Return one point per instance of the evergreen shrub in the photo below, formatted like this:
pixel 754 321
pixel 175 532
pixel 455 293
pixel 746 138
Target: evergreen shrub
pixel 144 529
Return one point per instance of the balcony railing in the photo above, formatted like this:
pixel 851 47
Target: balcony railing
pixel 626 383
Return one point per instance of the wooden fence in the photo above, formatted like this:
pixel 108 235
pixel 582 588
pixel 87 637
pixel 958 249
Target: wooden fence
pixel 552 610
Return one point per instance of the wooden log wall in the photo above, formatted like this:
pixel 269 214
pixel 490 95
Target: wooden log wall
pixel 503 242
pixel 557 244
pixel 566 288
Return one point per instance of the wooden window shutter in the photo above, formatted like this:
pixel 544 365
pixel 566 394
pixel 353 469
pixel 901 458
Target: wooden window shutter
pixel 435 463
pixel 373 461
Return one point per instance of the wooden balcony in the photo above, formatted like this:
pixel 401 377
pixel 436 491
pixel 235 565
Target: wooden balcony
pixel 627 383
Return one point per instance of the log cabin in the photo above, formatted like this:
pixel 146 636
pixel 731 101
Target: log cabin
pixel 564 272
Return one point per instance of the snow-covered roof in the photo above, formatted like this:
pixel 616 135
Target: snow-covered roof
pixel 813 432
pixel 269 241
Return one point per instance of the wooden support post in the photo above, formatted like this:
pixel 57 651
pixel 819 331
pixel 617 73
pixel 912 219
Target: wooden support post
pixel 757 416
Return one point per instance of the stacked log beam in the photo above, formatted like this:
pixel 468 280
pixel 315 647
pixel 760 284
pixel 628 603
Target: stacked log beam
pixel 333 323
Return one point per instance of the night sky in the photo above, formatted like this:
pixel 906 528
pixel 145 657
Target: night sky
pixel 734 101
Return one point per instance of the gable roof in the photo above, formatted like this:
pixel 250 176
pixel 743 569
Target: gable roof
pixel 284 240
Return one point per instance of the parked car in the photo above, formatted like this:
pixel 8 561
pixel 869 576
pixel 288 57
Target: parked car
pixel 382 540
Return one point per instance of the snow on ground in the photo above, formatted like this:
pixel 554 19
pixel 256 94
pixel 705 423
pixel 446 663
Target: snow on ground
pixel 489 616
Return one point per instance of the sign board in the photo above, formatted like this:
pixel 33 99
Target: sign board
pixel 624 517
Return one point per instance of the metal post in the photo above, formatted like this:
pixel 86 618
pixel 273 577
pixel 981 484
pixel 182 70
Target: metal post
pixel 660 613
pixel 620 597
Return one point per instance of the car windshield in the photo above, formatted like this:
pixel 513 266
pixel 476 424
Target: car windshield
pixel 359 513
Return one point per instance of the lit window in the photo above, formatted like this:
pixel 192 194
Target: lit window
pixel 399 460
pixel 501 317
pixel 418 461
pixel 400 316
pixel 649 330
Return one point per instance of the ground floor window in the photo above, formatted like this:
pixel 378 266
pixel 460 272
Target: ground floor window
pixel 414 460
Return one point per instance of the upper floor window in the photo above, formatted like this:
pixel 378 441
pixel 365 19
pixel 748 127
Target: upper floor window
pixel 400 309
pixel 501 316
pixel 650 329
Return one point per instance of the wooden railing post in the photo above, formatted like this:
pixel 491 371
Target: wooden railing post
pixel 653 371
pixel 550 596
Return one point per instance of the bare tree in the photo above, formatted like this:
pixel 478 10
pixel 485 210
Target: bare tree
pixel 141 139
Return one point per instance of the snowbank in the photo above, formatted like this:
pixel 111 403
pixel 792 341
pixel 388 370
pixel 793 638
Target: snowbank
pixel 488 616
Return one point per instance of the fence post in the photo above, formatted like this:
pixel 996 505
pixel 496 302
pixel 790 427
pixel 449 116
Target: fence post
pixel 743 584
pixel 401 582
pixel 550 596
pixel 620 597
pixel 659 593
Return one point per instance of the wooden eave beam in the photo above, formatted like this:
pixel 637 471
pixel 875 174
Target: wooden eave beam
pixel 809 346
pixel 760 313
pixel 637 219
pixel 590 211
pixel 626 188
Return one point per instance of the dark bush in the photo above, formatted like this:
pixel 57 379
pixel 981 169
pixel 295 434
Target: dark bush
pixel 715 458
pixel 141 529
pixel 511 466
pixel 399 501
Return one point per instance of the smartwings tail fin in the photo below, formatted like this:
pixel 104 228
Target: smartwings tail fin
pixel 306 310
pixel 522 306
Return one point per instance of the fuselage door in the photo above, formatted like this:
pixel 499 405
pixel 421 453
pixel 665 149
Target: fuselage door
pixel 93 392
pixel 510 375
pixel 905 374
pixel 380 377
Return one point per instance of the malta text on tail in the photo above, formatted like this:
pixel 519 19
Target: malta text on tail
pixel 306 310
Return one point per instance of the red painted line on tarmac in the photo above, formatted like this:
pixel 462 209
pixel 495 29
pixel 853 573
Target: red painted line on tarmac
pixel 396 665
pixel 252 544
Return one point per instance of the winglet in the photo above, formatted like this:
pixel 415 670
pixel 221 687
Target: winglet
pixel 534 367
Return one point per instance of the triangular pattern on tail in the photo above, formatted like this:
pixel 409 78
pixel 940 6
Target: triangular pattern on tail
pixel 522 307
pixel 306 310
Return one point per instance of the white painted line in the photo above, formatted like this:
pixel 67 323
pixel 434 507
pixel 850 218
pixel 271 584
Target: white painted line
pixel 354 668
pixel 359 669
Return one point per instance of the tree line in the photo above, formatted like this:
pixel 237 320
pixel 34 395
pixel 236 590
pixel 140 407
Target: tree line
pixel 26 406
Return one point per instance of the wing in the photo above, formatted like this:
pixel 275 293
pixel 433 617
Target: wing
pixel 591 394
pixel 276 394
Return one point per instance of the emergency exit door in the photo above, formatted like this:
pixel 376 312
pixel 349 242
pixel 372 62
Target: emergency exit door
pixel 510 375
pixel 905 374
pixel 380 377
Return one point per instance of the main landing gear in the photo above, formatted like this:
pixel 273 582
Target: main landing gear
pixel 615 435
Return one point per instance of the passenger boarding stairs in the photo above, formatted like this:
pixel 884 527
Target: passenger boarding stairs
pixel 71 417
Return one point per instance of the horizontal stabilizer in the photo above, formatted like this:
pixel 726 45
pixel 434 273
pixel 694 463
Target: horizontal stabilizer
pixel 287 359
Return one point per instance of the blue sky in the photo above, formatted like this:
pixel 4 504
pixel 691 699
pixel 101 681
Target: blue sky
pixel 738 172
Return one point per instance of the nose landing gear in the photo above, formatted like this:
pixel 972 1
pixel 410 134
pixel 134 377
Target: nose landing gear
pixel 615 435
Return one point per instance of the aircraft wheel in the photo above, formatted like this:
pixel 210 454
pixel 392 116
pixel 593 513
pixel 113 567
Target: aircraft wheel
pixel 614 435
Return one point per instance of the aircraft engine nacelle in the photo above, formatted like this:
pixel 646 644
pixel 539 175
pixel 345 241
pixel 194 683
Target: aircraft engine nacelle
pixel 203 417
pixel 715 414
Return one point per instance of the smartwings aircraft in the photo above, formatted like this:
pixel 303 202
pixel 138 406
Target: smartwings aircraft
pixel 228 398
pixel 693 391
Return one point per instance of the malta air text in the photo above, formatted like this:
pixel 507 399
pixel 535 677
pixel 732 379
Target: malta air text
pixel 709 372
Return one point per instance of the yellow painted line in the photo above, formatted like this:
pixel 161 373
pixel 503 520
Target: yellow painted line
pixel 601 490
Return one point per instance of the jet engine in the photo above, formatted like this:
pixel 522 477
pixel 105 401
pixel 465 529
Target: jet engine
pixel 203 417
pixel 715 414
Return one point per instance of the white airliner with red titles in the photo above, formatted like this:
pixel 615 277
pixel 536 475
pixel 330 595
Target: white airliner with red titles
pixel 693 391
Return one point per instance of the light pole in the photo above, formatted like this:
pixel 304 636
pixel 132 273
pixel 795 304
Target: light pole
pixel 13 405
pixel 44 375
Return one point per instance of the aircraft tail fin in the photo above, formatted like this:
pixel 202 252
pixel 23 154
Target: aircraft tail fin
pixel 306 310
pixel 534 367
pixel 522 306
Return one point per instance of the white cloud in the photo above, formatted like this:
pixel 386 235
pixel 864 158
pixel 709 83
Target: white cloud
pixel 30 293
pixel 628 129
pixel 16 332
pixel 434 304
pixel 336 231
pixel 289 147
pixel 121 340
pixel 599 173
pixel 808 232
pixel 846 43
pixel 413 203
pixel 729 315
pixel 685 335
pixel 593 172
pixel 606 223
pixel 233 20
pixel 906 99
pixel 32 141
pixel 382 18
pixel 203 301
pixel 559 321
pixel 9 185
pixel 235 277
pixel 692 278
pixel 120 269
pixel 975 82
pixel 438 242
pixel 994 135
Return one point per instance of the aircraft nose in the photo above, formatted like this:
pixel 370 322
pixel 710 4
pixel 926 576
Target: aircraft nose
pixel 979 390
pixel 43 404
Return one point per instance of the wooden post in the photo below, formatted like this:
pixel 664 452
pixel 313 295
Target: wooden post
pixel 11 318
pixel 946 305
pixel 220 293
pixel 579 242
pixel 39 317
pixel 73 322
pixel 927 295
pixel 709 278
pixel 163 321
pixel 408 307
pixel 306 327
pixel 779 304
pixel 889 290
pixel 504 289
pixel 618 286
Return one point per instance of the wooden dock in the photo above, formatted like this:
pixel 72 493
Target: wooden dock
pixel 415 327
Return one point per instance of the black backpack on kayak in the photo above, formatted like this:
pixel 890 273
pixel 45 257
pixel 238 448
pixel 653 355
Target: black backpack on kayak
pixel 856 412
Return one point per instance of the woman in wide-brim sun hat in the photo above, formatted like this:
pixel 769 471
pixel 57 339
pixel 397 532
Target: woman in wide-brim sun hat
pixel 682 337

═══

**TO DO**.
Return all lines in the entries above that carry the word "below".

**OUTPUT**.
Return one point per instance of the evergreen shrub in the photo below, formatted like this:
Return one point per instance of the smartwings tail fin in the photo below, formatted like this:
Return one point per instance of the wooden post in the photo below, formatted like this:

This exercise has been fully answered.